======== Dataset entries ========
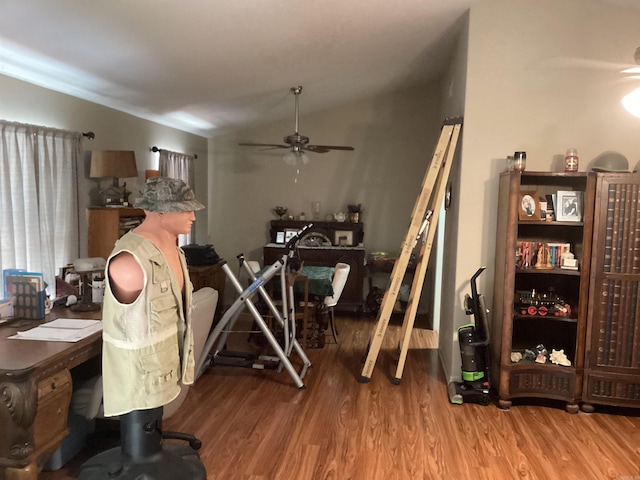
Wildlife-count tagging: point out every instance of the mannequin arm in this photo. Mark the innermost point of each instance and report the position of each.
(126, 277)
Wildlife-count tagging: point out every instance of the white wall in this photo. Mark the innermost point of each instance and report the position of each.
(453, 94)
(26, 103)
(522, 94)
(393, 136)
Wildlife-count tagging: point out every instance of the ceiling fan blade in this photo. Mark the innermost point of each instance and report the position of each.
(272, 145)
(326, 148)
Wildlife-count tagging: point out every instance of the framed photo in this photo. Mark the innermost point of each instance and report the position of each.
(529, 206)
(343, 238)
(289, 233)
(568, 206)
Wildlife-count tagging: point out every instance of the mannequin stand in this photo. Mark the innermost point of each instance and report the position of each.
(142, 455)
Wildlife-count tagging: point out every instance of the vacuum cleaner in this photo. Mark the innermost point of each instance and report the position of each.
(474, 350)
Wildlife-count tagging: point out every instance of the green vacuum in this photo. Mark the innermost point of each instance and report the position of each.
(474, 345)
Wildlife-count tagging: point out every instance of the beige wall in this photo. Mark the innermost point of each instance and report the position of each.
(522, 94)
(26, 103)
(393, 136)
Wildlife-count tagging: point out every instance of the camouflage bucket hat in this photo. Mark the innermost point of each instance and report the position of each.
(163, 194)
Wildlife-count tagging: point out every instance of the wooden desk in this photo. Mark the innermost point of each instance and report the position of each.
(35, 393)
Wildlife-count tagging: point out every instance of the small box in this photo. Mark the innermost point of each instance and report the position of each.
(6, 308)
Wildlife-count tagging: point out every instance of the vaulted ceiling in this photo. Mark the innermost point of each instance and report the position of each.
(202, 65)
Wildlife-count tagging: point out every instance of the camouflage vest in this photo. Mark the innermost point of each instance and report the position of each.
(147, 345)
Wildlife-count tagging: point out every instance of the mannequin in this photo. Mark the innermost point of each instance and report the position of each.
(147, 338)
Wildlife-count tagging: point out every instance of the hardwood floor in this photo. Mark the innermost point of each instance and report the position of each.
(255, 425)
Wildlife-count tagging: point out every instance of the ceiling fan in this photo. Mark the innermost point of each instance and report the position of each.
(297, 144)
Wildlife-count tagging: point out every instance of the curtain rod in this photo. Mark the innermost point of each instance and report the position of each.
(155, 149)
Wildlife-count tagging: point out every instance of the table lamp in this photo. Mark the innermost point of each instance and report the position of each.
(116, 164)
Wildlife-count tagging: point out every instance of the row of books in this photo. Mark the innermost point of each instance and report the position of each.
(618, 343)
(540, 254)
(622, 230)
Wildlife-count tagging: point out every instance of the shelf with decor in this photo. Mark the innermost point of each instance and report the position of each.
(105, 225)
(541, 286)
(325, 244)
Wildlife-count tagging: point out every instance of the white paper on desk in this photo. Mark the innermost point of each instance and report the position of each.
(72, 323)
(66, 333)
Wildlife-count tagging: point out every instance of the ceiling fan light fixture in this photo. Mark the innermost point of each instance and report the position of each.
(296, 157)
(631, 102)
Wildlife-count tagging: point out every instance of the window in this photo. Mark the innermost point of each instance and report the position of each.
(38, 199)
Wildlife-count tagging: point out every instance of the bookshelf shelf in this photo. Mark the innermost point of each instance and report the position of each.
(528, 275)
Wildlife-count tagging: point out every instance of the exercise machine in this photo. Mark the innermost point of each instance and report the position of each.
(286, 265)
(474, 346)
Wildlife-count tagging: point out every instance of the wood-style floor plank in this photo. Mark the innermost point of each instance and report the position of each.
(255, 425)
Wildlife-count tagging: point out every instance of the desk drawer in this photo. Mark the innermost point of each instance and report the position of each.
(54, 398)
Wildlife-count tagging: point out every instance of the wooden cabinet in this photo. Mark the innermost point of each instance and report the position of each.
(337, 233)
(537, 303)
(105, 225)
(612, 364)
(352, 295)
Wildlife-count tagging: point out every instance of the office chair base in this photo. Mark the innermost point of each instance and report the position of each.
(172, 462)
(143, 455)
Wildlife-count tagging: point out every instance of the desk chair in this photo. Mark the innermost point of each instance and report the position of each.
(340, 276)
(142, 433)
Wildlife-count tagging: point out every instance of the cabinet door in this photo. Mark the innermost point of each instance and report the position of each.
(613, 360)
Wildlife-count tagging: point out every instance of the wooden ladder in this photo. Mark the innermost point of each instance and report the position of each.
(425, 215)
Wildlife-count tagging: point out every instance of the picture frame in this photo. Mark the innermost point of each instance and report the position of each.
(343, 238)
(568, 206)
(529, 206)
(289, 233)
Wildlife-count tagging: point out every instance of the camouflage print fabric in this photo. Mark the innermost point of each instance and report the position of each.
(164, 194)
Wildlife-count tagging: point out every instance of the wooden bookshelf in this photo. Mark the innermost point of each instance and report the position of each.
(105, 225)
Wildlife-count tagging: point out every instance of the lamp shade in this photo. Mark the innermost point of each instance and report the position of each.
(113, 163)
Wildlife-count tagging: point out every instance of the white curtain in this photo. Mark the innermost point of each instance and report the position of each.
(178, 165)
(38, 199)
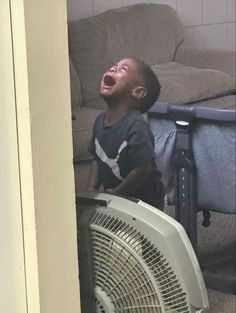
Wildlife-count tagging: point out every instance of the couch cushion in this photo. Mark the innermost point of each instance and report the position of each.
(97, 42)
(183, 84)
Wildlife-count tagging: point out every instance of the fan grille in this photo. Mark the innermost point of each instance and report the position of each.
(128, 272)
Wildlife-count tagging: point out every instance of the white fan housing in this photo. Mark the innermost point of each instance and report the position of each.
(134, 258)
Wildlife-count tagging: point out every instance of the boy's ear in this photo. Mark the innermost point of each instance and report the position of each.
(139, 92)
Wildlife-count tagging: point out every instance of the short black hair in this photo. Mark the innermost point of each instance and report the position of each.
(151, 83)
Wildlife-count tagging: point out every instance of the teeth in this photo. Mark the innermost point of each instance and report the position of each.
(109, 80)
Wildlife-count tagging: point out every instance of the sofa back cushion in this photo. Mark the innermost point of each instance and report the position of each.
(147, 31)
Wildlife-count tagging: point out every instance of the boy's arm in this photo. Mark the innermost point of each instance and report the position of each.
(133, 181)
(94, 179)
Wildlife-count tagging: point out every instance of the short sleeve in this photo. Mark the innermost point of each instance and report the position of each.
(140, 143)
(91, 147)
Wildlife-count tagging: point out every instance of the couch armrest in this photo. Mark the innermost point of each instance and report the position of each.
(222, 60)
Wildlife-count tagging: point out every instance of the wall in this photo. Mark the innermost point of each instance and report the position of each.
(208, 23)
(38, 237)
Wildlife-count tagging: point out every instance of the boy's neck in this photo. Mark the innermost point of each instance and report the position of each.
(116, 113)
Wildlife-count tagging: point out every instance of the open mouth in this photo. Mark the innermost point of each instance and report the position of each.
(109, 80)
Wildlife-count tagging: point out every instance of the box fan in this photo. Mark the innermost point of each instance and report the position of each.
(134, 258)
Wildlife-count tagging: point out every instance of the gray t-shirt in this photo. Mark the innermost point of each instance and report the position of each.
(120, 148)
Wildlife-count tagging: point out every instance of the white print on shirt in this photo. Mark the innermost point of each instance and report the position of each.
(112, 163)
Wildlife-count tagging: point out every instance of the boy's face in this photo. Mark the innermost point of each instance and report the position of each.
(121, 80)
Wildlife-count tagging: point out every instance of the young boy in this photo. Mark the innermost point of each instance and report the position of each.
(122, 143)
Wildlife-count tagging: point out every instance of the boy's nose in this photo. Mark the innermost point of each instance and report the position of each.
(112, 69)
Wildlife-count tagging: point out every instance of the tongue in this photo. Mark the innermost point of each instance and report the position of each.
(109, 80)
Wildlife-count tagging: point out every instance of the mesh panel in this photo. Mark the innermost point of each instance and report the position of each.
(129, 274)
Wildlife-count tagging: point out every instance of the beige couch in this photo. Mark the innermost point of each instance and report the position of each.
(153, 33)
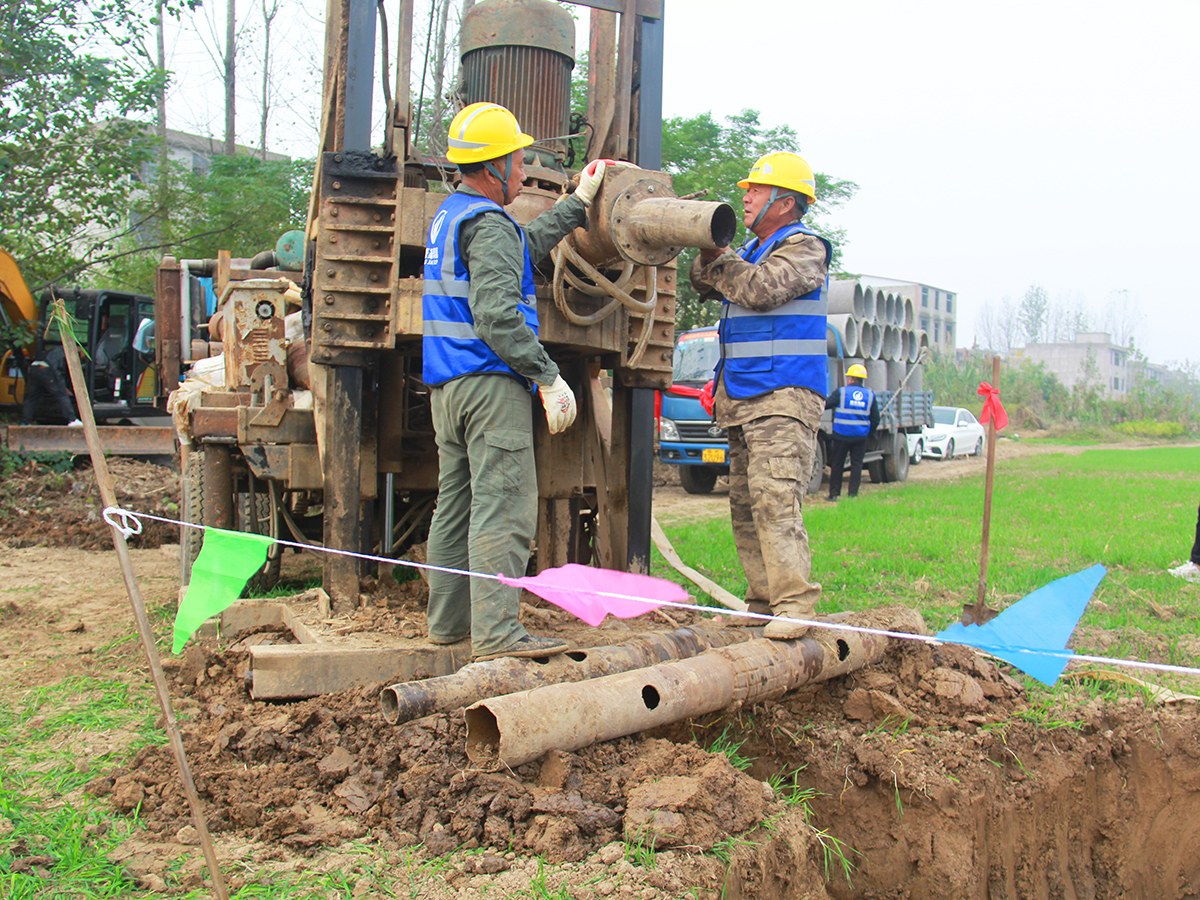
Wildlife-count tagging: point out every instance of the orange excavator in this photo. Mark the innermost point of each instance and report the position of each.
========
■ **What to produce**
Reproduce everything from the line containing "Wildlife-count tagging: point out every instance of the young" down to the end of the listing, requests included, and raise every coordinate in the answers by 58. Leave the pictures out of your version.

■ **Result of this exercise**
Wildlife-count tagging: point out every instance of the young boy in this photo. Mark the innermost point of each instance and report the position of each.
(180, 201)
Wildlife-count tagging: point out every instance of the boy's nose in this photo. Mark the innermost point of each instance and report the position of each.
(170, 127)
Wildlife-count tagging: point out every instance of the tongue in this photo. Mark the innermost point of each instance and report the position of each.
(167, 138)
Wildlife-count tagging: point out every instance of the mesh panel in this photo. Mark the innermost point of each instance and report the position of each.
(187, 332)
Wildlife-count tagging: point out every instance of the beige couch in this photo. Mark the innermost point of each instance and report the position of each.
(211, 91)
Wildlife-count tagging: point out every instance of the orange excavator in this photo. Mark the innermost point of each instance and report the position of each.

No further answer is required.